EXERCISE TASK>
Return verbatim the run of lines that opens with the line holding "Would you please locate the entrance" and closes with the last line of the records.
-------- RECORD LIST --------
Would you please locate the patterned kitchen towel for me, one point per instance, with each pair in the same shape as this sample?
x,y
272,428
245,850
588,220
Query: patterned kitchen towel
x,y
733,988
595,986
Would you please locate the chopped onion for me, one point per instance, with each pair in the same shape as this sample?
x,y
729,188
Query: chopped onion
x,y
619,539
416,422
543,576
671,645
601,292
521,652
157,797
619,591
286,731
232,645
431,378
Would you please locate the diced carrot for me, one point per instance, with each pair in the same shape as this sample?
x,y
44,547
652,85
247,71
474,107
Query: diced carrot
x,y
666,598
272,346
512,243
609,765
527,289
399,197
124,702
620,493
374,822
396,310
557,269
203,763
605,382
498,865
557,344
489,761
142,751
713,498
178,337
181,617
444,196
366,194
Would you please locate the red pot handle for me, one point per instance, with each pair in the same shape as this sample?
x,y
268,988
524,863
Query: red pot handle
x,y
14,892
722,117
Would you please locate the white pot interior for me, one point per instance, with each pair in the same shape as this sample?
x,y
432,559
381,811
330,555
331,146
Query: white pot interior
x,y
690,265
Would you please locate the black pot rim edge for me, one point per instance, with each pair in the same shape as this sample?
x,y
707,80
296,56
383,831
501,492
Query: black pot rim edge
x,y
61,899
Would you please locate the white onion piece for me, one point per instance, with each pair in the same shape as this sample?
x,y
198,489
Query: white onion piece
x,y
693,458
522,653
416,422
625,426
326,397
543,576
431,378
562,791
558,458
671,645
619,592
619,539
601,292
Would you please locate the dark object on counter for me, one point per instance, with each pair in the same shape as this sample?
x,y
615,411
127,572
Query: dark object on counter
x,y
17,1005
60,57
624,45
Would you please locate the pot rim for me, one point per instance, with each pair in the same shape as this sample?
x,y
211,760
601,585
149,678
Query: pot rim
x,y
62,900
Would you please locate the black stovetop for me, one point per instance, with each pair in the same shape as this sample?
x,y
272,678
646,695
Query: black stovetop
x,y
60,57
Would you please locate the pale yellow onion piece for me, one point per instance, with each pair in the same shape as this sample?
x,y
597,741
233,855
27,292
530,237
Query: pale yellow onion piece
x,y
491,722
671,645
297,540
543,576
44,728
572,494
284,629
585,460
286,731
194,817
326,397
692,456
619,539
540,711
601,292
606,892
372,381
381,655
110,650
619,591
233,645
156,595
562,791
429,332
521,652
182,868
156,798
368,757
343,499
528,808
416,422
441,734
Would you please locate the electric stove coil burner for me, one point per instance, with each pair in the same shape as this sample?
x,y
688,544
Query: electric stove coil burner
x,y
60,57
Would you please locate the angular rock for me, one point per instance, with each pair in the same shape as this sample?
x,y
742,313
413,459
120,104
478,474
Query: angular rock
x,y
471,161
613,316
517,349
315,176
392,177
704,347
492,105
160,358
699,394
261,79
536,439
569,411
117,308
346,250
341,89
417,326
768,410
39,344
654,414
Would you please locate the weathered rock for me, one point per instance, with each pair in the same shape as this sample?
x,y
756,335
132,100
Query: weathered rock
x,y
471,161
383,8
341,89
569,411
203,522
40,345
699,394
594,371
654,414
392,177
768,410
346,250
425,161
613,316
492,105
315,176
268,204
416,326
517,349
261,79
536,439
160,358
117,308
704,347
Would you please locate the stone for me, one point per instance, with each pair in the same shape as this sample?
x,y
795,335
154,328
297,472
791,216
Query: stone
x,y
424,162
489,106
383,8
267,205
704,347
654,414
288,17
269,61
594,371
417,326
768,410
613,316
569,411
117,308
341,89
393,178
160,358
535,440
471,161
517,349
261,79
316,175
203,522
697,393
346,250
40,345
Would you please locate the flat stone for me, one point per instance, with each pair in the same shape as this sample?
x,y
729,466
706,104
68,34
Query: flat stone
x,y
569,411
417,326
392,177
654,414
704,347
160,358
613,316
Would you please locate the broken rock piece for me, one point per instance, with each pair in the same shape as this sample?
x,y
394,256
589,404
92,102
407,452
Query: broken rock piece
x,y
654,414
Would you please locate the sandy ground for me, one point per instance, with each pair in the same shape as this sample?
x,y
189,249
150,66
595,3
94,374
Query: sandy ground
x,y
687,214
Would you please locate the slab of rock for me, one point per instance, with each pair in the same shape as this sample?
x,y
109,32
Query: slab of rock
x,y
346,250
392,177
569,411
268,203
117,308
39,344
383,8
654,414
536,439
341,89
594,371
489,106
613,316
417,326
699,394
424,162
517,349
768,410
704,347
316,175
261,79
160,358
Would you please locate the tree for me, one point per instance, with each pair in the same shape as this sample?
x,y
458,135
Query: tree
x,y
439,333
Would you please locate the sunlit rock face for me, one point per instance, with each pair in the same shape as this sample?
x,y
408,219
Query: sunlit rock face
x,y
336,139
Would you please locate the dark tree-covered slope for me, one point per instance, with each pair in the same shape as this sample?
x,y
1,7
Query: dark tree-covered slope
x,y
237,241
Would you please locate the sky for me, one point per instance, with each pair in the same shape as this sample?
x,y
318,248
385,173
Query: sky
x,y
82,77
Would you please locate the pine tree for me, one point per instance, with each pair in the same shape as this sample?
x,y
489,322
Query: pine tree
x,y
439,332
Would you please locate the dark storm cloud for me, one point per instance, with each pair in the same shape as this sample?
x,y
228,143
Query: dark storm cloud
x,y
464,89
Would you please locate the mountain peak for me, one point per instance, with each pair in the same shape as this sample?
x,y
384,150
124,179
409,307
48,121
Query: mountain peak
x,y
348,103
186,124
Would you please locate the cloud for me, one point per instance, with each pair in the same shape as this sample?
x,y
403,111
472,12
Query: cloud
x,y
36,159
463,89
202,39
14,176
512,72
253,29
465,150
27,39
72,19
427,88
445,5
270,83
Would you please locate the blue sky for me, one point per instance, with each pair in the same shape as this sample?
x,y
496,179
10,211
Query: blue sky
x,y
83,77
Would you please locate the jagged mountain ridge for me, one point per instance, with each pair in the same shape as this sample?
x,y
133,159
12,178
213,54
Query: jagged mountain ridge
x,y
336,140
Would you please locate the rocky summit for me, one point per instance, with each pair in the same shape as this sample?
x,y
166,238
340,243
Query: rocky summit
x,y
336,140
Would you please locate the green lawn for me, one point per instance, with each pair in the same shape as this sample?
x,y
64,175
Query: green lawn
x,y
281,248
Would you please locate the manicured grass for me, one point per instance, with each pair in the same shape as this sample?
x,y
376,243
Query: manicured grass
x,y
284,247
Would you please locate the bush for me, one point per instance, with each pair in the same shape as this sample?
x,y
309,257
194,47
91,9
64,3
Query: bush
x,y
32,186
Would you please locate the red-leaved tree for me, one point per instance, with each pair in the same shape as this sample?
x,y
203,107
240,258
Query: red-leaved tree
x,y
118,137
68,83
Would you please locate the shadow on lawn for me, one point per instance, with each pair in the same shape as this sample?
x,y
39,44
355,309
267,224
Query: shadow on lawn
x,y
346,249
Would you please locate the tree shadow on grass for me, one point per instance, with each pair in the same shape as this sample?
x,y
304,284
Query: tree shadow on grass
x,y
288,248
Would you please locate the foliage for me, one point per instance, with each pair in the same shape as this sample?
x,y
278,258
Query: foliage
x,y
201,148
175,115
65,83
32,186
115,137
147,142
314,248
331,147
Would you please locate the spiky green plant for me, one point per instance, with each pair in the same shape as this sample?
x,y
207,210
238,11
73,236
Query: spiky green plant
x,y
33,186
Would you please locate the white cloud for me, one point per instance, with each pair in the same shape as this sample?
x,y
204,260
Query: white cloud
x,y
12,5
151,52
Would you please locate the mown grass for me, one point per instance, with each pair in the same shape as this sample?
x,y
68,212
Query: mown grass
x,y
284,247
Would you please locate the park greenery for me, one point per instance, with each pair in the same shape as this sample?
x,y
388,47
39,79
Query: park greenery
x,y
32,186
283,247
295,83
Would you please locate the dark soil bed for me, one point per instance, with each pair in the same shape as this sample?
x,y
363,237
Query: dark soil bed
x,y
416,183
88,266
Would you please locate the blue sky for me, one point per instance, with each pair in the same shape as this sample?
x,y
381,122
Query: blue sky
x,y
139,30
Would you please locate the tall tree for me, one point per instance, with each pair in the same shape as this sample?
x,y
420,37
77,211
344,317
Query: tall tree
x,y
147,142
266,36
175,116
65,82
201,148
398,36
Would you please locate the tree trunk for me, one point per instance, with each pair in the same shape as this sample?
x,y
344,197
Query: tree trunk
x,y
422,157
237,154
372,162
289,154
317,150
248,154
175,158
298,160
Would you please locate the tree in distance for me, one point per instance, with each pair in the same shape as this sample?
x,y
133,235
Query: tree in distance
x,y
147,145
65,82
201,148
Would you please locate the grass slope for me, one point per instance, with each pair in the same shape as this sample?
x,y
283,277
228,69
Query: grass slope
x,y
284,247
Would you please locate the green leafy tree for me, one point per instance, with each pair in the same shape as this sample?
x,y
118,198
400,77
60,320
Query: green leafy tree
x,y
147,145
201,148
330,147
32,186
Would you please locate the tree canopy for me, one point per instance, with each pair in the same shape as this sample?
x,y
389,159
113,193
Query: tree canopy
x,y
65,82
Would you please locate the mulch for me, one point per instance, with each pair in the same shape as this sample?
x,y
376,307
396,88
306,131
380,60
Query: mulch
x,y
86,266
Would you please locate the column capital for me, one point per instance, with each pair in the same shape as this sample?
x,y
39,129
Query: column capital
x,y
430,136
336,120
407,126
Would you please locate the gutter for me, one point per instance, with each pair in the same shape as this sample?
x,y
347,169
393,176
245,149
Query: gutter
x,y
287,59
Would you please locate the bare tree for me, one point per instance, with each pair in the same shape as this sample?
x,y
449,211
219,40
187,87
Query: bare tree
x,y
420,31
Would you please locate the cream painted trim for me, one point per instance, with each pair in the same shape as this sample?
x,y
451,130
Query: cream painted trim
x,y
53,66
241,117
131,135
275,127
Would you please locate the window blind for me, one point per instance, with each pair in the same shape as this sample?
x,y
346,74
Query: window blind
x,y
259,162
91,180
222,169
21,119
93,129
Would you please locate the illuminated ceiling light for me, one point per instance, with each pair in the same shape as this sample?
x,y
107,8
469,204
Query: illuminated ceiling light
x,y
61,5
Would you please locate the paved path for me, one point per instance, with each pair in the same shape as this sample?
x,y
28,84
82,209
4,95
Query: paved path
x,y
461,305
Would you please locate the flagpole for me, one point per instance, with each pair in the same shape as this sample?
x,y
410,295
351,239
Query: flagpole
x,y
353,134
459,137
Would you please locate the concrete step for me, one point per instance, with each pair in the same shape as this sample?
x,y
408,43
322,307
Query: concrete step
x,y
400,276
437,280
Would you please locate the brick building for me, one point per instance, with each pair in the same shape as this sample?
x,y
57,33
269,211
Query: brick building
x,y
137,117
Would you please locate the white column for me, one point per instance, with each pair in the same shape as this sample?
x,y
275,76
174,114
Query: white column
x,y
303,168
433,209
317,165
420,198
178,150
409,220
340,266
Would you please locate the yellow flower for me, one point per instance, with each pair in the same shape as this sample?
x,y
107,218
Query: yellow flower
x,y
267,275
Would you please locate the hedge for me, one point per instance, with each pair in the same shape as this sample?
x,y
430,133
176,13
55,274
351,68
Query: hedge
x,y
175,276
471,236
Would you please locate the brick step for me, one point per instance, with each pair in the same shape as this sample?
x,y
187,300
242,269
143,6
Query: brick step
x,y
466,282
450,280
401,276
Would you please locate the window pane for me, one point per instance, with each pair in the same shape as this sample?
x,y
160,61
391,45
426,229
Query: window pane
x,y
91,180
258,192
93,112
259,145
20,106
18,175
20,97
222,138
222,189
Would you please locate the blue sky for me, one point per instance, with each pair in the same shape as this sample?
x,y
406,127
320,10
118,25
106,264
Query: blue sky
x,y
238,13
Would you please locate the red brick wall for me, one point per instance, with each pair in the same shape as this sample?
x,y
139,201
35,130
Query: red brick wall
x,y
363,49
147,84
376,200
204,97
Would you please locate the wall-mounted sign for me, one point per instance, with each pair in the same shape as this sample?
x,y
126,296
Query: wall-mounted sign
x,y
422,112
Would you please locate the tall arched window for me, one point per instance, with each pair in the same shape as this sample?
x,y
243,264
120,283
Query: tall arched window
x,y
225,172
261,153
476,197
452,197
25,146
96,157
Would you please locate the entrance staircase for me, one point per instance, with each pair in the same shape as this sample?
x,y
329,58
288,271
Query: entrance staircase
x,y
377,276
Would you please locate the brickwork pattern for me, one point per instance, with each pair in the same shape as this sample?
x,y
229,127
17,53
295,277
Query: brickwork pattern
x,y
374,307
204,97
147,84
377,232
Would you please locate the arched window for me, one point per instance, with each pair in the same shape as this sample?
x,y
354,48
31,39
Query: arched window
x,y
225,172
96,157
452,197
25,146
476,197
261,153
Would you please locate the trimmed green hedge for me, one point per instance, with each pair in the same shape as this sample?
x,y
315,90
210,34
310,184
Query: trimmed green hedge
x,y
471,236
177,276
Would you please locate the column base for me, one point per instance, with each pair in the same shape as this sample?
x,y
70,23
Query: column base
--------
ANSWER BELOW>
Would you please locate the entrance staircase for me, one point per instance, with each pair in the same shape as this sample?
x,y
329,58
288,271
Query: entrance staircase
x,y
377,276
Would you please locate the brickwork pattern for me, one point per instance, with each pair in the same shape as this sample?
x,y
229,127
17,53
295,277
Query: brickwork pattern
x,y
374,307
204,97
147,84
377,232
Would you please locate the arched window for me, one point per instance, with each pair in the same shape as this sample?
x,y
354,48
31,39
Query: arched window
x,y
225,172
96,157
452,197
25,146
476,197
261,153
Would you please locate the trimmed green hedge for me, one point per instance, with each pair in the same shape as this sample?
x,y
315,90
210,34
310,184
Query: trimmed green hedge
x,y
471,236
177,276
Would you please locate the column base for me, one point per instance, with each pair in the same shape as this sample?
x,y
70,23
Query: column base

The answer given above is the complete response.